_Angezeigter Textauszug_
# # # #
Nie nur eine Position

»Sah die Menschen über Dinge erzählen, die ich nie erfahren wollte« - die Berliner Band Mutter im Gespräch.

Mutter sind zurück. Mit einer geradezu teutonisch brachialen Platte, ihrer sechsten. Und sie trägt den nicht minder brachialen Titel »Europa gegen Amerika«. Die Beats klopfen hölzern, die Gitarre verbreitet eine dumpfe, dunkle Stimmung. Das erinnert an alten Pogo made in Germany, wo selbst noch Punk nach Marschrhythmus klang. Ein bisschen von dieser Boheme-Verzweiflung, dem apokalyptischen Chic aus dem Berlin der frühen 80er Jahre, hat die Hauptstadt-Band Mutter ins neue Jahrtausend gerettet. Ihr Soundtrack zur Berliner Republik lässt keinerlei falsche Heimeligkeit aufkommen, sondern kehrt Verdrängtes und Halbverdautes nach oben. Das ist gut so. Und vor allem: so, wie Mutter das machen, auch gut gemacht.
# # # #
_Dateneinträge_
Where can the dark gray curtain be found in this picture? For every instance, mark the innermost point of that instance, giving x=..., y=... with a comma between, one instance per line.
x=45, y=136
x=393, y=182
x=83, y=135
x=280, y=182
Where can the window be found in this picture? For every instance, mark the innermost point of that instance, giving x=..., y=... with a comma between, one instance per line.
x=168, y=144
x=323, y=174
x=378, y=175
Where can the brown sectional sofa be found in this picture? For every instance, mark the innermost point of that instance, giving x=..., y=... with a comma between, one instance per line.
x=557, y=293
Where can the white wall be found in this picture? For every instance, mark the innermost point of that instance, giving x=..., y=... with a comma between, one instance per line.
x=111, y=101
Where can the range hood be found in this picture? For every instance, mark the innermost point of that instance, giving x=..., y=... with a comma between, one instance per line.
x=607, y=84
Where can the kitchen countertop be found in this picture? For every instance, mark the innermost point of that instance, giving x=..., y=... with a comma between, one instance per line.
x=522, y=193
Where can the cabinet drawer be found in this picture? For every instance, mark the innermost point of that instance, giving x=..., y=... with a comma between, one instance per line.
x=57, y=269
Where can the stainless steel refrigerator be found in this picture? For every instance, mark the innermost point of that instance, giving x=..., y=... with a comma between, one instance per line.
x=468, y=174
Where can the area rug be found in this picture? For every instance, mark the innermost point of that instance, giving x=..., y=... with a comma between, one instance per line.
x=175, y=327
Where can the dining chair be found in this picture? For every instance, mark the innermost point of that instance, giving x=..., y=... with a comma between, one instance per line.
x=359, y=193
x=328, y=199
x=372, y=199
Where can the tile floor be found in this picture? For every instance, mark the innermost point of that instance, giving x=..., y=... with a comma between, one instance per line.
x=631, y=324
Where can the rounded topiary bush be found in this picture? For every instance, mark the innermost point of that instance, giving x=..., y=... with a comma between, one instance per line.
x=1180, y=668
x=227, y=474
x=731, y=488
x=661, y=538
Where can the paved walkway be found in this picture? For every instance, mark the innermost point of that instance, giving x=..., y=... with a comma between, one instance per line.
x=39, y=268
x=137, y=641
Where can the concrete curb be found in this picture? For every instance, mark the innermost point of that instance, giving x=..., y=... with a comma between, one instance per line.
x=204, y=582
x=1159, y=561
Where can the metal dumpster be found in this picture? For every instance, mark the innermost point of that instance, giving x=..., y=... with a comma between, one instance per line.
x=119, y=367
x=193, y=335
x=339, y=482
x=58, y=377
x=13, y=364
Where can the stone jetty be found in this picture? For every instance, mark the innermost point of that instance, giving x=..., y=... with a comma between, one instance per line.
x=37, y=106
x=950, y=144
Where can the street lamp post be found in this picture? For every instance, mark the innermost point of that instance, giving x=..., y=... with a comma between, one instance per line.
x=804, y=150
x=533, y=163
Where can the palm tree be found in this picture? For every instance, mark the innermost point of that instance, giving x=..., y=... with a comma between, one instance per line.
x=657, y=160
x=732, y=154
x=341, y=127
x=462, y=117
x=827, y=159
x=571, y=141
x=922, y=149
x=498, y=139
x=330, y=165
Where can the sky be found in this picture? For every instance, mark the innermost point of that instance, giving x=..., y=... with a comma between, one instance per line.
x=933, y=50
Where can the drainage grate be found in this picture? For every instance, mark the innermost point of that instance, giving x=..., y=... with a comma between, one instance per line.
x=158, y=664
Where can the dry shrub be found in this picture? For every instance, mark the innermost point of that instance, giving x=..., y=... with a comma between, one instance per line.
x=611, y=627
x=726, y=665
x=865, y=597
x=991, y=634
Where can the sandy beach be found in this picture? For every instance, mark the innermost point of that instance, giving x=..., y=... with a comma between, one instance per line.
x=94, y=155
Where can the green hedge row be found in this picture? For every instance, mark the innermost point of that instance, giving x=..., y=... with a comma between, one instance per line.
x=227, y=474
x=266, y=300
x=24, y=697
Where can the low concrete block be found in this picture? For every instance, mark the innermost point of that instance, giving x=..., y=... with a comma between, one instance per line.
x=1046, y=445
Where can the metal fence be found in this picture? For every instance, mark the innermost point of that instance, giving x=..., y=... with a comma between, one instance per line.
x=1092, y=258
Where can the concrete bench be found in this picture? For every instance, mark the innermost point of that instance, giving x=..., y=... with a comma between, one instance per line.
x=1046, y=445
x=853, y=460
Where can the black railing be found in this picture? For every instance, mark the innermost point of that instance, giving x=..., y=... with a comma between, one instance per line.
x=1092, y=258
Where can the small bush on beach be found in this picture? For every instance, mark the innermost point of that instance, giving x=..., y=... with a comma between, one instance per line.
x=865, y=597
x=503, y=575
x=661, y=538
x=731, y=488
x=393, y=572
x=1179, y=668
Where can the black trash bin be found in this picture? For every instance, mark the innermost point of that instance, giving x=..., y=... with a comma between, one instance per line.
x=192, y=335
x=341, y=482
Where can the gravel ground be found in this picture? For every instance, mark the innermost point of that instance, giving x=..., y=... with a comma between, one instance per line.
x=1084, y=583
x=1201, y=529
# # # #
_Auszuführende Aufgabe_
Kopiere aus dem Text über die Band Mutter wortgetreu den Abschnitt, der bei „Mutter sind zurück.“ beginnt und bei „auch gut gemacht.“ endet. Die Einträge stehen in keinem Zusammenhang mit dem Text über die Band Mutter.

_Gelöste Aufgabe_
Mutter sind zurück. Mit einer geradezu teutonisch brachialen Platte, ihrer sechsten. Und sie trägt den nicht minder brachialen Titel »Europa gegen Amerika«. Die Beats klopfen hölzern, die Gitarre verbreitet eine dumpfe, dunkle Stimmung. Das erinnert an alten Pogo made in Germany, wo selbst noch Punk nach Marschrhythmus klang. Ein bisschen von dieser Boheme-Verzweiflung, dem apokalyptischen Chic aus dem Berlin der frühen 80er Jahre, hat die Hauptstadt-Band Mutter ins neue Jahrtausend gerettet. Ihr Soundtrack zur Berliner Republik lässt keinerlei falsche Heimeligkeit aufkommen, sondern kehrt Verdrängtes und Halbverdautes nach oben. Das ist gut so. Und vor allem: so, wie Mutter das machen, auch gut gemacht.